=== Exercise 1 ===
State only how many lines of the records below contain the string "dark".

=== Source excerpt ===
— begin —
# Takeda handheld sharpening stone.



## Cnimativ (May 21, 2011)

According to Takeda's literature, his handheld sharpening stone are WA1200 and C800. Presumably that is the grit rating? Or can someone help decipher those numbers?

I am in the process to find new sharpening stone. I can produce an edge that slices nicely through printer papers most of the time with My good old el cheapo stone from local market. But it feels rough when I slice newspaper; either my knife doesnt bite well or just not sharp enough. Any suggestions?


----------



## JohnnyChance (May 21, 2011)

Do you de-burr?


----------



## JBroida (May 21, 2011)

wa1200= white alumina (the abrasive type) at 1200 grit
c800= silicon carbide (the abrasive type) at 800 grit

Thats my best guess


----------



## Cnimativ (May 21, 2011)

JohnnyChance said:


> Do you de-burr?


 
Yes, just simple and stupid stroping on the finer side of the stone and then a few slices on cork.


----------



## Cnimativ (May 21, 2011)
— end —
=== Excerpted records ===
— begin —
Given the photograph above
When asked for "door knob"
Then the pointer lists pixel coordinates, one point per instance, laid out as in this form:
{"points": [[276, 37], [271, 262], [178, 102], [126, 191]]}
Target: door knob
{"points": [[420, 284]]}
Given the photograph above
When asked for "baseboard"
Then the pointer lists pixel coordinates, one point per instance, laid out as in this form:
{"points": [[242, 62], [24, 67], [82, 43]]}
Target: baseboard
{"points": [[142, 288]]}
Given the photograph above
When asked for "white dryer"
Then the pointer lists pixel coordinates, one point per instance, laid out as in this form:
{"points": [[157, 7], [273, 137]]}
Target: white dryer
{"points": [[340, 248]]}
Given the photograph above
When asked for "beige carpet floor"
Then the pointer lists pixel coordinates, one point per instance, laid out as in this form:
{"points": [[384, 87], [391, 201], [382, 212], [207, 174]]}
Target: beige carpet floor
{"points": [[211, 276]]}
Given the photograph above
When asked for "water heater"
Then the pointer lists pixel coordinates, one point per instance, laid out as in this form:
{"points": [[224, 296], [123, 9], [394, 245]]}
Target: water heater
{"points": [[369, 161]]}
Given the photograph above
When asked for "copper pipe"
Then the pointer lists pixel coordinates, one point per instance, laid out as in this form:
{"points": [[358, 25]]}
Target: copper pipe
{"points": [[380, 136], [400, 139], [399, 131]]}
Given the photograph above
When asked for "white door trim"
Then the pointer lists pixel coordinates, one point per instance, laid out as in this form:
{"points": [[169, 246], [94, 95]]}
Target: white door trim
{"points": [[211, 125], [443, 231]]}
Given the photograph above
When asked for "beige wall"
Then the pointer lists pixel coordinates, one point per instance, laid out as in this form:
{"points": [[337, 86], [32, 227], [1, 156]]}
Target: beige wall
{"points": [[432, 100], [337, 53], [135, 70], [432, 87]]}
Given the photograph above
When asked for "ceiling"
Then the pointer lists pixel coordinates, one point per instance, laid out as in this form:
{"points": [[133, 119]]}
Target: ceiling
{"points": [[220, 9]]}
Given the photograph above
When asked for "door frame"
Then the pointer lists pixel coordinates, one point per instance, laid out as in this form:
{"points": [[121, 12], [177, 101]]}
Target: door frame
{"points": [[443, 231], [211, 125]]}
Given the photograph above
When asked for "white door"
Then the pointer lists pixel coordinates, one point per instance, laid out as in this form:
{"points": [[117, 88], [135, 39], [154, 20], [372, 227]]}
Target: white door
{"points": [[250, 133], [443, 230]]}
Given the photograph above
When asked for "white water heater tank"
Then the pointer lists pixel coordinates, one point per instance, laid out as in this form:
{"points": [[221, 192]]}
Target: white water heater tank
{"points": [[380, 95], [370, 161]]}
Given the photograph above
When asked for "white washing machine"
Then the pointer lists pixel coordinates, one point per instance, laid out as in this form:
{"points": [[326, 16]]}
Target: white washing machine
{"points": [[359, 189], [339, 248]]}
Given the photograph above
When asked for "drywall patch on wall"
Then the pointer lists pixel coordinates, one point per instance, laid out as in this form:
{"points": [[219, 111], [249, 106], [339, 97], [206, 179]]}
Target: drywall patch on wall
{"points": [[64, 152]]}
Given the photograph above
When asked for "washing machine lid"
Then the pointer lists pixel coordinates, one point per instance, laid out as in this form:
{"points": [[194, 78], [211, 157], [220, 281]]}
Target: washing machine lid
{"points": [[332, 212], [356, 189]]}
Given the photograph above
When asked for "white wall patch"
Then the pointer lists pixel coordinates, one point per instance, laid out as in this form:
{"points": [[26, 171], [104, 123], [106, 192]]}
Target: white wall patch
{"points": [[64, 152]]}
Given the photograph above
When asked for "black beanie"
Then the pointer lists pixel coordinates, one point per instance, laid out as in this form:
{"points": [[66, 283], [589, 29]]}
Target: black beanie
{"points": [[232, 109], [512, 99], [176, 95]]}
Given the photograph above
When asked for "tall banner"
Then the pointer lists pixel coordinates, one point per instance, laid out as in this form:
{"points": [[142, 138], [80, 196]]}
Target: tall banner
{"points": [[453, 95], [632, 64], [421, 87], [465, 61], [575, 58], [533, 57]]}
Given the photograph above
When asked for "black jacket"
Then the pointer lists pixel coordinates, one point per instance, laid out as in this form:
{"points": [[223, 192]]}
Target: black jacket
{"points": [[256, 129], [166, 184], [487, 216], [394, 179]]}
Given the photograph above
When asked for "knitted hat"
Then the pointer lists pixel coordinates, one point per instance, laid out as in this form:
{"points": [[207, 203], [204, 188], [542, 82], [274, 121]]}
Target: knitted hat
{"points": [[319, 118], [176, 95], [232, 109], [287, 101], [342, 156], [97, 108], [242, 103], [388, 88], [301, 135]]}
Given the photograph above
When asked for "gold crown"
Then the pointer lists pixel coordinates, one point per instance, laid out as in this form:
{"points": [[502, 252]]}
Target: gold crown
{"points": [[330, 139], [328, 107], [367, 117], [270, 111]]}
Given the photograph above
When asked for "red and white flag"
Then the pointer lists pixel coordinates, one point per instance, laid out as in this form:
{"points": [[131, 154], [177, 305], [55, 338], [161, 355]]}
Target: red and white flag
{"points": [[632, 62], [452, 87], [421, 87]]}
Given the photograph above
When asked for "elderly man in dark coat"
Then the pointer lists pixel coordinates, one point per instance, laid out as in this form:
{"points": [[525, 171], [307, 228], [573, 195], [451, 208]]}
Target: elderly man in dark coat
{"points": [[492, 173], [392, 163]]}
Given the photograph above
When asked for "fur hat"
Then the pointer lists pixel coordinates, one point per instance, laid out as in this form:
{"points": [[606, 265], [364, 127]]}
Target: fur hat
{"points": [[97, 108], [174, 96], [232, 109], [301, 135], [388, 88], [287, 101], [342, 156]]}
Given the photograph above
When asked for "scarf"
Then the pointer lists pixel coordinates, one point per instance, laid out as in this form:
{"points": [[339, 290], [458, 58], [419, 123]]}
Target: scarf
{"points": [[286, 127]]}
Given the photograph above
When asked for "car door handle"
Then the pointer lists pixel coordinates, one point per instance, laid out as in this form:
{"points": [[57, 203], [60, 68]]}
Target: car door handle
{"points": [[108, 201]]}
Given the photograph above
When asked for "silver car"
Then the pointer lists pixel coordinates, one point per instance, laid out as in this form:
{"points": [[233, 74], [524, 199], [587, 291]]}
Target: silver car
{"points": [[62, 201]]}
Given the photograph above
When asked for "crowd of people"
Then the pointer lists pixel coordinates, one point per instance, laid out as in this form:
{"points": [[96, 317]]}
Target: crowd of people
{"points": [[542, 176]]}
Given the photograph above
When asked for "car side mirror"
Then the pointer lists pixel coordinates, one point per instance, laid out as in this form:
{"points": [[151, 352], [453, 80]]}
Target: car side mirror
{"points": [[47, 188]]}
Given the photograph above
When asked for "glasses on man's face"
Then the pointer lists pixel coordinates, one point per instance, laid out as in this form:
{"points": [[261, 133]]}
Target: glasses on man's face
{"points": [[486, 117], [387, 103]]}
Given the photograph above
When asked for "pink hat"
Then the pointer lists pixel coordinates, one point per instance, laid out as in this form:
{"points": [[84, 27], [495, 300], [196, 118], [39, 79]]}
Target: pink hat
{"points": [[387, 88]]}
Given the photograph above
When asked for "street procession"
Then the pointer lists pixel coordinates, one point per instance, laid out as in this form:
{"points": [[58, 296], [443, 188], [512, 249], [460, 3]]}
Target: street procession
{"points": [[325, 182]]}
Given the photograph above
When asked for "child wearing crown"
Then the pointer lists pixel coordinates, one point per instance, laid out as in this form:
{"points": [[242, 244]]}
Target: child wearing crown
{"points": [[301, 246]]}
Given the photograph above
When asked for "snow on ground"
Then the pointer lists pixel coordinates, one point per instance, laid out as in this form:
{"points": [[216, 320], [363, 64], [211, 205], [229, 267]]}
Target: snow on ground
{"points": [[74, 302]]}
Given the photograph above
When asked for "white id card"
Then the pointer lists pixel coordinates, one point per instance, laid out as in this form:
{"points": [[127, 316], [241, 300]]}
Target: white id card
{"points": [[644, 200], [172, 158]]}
— end —
=== Exercise 2 ===
Rewrite the passage of the sharpening-stone thread above that begins at the words "# Takeda handheld" and stops after "decipher those numbers?", putting "whetstone" in place of "sharpening stone".

=== Exercise response 1 ===
2

=== Exercise response 2 ===
# Takeda handheld whetstone.



## Cnimativ (May 21, 2011)

According to Takeda's literature, his handheld whetstone are WA1200 and C800. Presumably that is the grit rating? Or can someone help decipher those numbers?